+++ Records for this exercise
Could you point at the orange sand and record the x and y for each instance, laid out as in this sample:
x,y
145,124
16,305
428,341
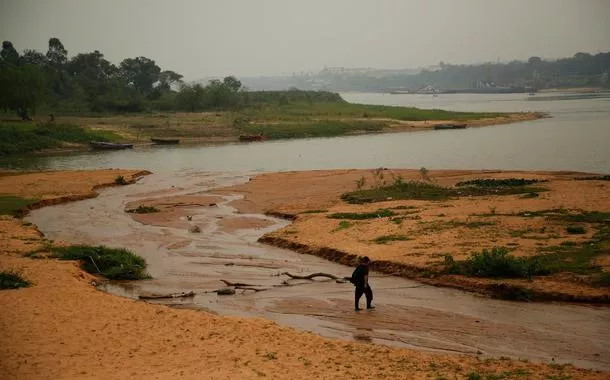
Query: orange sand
x,y
433,228
63,328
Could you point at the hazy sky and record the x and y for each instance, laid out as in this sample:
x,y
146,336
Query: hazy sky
x,y
200,38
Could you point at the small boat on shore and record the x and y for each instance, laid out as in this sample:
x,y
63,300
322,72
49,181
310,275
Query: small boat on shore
x,y
164,141
106,145
450,126
252,138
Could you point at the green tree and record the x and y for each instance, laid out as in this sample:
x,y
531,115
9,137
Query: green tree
x,y
232,84
21,88
191,97
141,73
33,57
57,55
9,53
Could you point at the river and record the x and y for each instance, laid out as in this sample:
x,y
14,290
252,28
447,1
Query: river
x,y
408,314
576,137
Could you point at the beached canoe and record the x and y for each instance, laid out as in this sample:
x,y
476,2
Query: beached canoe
x,y
158,140
105,145
252,138
450,126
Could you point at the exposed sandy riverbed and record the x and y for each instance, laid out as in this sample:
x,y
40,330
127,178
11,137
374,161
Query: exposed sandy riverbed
x,y
63,327
457,226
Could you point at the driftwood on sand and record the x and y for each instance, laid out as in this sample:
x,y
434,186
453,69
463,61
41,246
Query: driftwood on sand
x,y
232,287
319,274
162,296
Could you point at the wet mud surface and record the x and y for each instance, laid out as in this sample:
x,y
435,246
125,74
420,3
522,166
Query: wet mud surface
x,y
198,239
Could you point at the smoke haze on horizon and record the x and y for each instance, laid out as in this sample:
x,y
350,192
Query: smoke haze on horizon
x,y
272,37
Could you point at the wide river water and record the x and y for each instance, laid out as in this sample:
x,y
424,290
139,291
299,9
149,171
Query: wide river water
x,y
408,314
576,137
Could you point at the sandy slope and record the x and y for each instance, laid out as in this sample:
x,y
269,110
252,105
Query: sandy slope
x,y
63,328
457,226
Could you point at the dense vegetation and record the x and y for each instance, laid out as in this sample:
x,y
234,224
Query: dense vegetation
x,y
12,280
112,263
429,191
12,205
87,82
27,137
582,69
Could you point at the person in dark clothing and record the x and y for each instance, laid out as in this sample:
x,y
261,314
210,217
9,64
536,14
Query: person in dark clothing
x,y
360,279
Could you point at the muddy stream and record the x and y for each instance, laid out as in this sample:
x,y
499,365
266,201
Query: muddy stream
x,y
408,313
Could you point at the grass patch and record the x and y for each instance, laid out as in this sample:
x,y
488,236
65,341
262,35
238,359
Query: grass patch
x,y
389,238
320,211
143,210
594,178
19,138
554,212
495,263
400,190
575,230
404,208
338,108
120,180
12,280
327,128
587,217
418,190
380,213
529,196
112,263
495,183
603,280
11,205
343,225
474,224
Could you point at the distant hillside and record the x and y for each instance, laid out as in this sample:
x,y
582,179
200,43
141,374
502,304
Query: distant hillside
x,y
581,70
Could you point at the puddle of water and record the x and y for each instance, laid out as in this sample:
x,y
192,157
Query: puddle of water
x,y
408,314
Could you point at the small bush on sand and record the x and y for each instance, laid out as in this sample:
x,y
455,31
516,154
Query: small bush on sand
x,y
112,263
381,213
495,183
12,280
496,263
11,205
389,238
120,180
575,230
428,191
143,210
342,225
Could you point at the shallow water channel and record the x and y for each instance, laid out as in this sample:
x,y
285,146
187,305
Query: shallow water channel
x,y
408,314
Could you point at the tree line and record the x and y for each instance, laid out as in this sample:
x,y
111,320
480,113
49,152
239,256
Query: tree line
x,y
582,69
87,82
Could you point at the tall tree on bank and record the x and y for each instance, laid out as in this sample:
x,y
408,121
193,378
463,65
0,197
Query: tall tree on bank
x,y
21,84
141,73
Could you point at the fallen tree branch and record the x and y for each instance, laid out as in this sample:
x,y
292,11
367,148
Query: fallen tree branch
x,y
236,284
161,296
244,288
313,275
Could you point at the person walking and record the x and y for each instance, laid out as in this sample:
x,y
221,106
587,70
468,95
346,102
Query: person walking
x,y
360,279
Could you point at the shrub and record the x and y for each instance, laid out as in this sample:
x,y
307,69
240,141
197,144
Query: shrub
x,y
575,230
497,263
342,225
120,180
388,238
11,205
12,280
495,183
381,213
428,191
143,210
112,263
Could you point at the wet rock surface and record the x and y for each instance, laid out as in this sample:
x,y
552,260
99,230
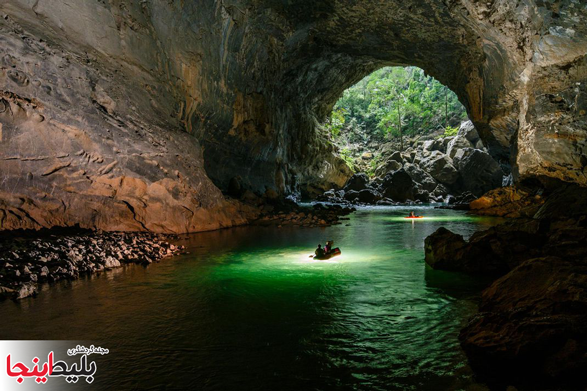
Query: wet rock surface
x,y
319,215
424,172
531,325
115,114
508,201
530,330
28,259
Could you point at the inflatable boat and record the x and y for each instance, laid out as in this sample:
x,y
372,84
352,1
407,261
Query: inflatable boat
x,y
333,253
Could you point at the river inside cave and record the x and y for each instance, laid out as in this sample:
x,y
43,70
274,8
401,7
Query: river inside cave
x,y
248,309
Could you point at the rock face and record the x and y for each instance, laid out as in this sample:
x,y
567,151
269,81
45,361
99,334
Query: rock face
x,y
478,171
398,186
541,337
530,330
115,114
492,252
507,202
440,168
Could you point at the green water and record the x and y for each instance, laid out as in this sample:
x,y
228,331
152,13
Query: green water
x,y
248,309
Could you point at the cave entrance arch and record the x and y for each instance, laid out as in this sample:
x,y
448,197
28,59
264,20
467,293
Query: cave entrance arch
x,y
388,111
++++++
Goal of the exercise - Transcribe all of the records above character for character. Exclude the pictures.

Result of the task -
Could you point at the orange sand and record the x and y for each instance, laid out as in this sample:
x,y
145,124
16,305
428,341
Query: orange sand
x,y
433,228
63,328
Could you point at the hazy sky and record the x and y for each instance, laid out as in this sample:
x,y
146,336
Query: hazy sky
x,y
200,38
Could you point at the small boat on shore and record the x and y for each instance, laid out as in this sample:
x,y
63,300
322,72
49,181
310,275
Query: small boat on shore
x,y
164,141
106,145
450,126
252,138
Could you point at the green tree and record the x and y for each instance, laid out as in this sample:
x,y
531,115
9,137
Query: green tree
x,y
232,84
21,88
191,97
141,73
33,57
57,55
9,53
Could you point at the river and record the x and y for each instance, laid out as in this sample:
x,y
14,290
252,28
447,1
Query: river
x,y
408,314
576,137
Could you point at the beached canoe and record the x and y for each instance, laid out as in this sample:
x,y
476,2
Query: beached canoe
x,y
158,140
105,145
252,138
450,126
Could you point at the exposed sandy riverbed and record the x and y for each instance, laid out as in this sample:
x,y
40,330
127,178
11,137
374,161
Query: exposed sandy riverbed
x,y
63,327
457,226
Could you point at the driftwood on sand and record the x and y for each instance, laid out as in this sample:
x,y
434,186
453,69
463,61
41,246
Query: driftwood on sand
x,y
232,287
319,274
162,296
Could you point at the wet mud surface and record the x and y for each instance, laid out as in this sample:
x,y
435,246
125,74
420,3
522,166
Query: wet mud surface
x,y
198,239
Could you point at the smoke haze on horizon and record the x and y for each instance, laid out as in this sample:
x,y
350,192
Query: smoke haze on horizon
x,y
272,37
Could you point at the wide river water and record the x and y for each instance, laid out as in this sample:
x,y
424,290
139,291
299,9
149,171
Query: wide river water
x,y
408,314
576,137
Could you point at the sandy slope and record the x and y for each instance, laid out as in this sample:
x,y
269,110
252,105
Query: sandy slope
x,y
63,328
457,226
Could you point at the dense vegetation and record the x and y for each instance, laid out as in this sample:
x,y
234,224
Query: dense vegetation
x,y
12,280
112,263
429,191
12,205
87,82
27,137
582,69
Could you point at the person in dark clothing and record the x and y for each instance, laid out as in this sample:
x,y
261,314
210,217
9,64
536,14
Query: person in dark clothing
x,y
360,279
Could you point at the muddy stream and record the x and y for each instance, laid out as in this sample:
x,y
499,365
266,201
Query: muddy stream
x,y
408,313
Could you point at the grass patch and record the x and y for each instance, laid out as in this sample:
x,y
488,236
65,341
262,35
238,359
Query: grass patch
x,y
389,238
320,211
143,210
594,178
19,138
554,212
495,263
400,190
575,230
404,208
338,108
120,180
12,280
327,128
587,217
418,190
380,213
529,196
112,263
495,183
603,280
11,205
343,225
474,224
Could you point at the distant hillside and record the x and y for each instance, laid out as in this sample:
x,y
582,179
200,43
141,374
502,304
Query: distant hillside
x,y
581,70
Could you point at the puddle of water and record the x and y for each instance, laid out as in this sample:
x,y
192,157
Query: puddle of water
x,y
408,314
Could you point at the small bush on sand and record the x and y for each instance, laid out as in this sample:
x,y
455,31
516,154
Query: small bush on sand
x,y
112,263
381,213
495,183
12,280
496,263
11,205
389,238
120,180
575,230
428,191
143,210
342,225
Could you point at the shallow water channel and record the x and y for each instance, laid out as in this sample:
x,y
285,146
187,305
Query: shallow water channel
x,y
408,314
Could you point at the tree line and record the x and y for each instance, laid out as in this sample:
x,y
111,320
480,113
49,152
239,256
Query: tree line
x,y
582,69
87,82
Could you point at the tall tree on bank and record the x and y for each instance, laid out as in this sample:
x,y
408,121
193,378
463,65
0,197
Query: tall tree on bank
x,y
21,84
141,73
Could you point at the fallen tree branch and record the x and y for each instance, laid out as in this sample:
x,y
292,11
367,148
Query: fallen tree branch
x,y
236,284
161,296
244,288
313,275
Could you point at the person walking and record the x and y for each instance, laid out as in this sample:
x,y
221,106
587,70
468,95
346,102
Query: person walking
x,y
360,279
Could you point at the shrub and record the x and y for each instance, laid out as in this sample:
x,y
307,69
240,141
197,144
Query: shrub
x,y
575,230
497,263
342,225
120,180
388,238
11,205
12,280
495,183
381,213
428,191
143,210
112,263
Could you point at the wet rock surface and record the x and y for each instance, laid out as in this sample:
x,y
552,260
99,230
Query: wet rock surface
x,y
319,215
424,172
531,325
115,114
508,201
530,330
28,259
Could you point at the inflatable boat and record the x and y for each instance, laid out as in this sample:
x,y
372,84
352,1
407,261
Query: inflatable boat
x,y
333,253
Could you point at the river inside cave and record the x and y for each instance, laid out as in this sample:
x,y
43,70
274,8
401,7
Query: river inside cave
x,y
248,309
Could you point at the rock face and record the x and y for each instance, laid out as in this sample:
x,y
567,151
269,81
45,361
99,334
Query: rock face
x,y
478,171
398,186
541,337
530,330
115,114
492,252
507,202
440,168
Could you point at the green water and record the x and y for each instance, laid out as in this sample:
x,y
228,331
152,13
Query: green water
x,y
248,309
Could you point at the cave entrance arch and record the x and y for each instance, laid out as in this sample:
x,y
448,197
28,59
264,20
467,293
Query: cave entrance arch
x,y
388,111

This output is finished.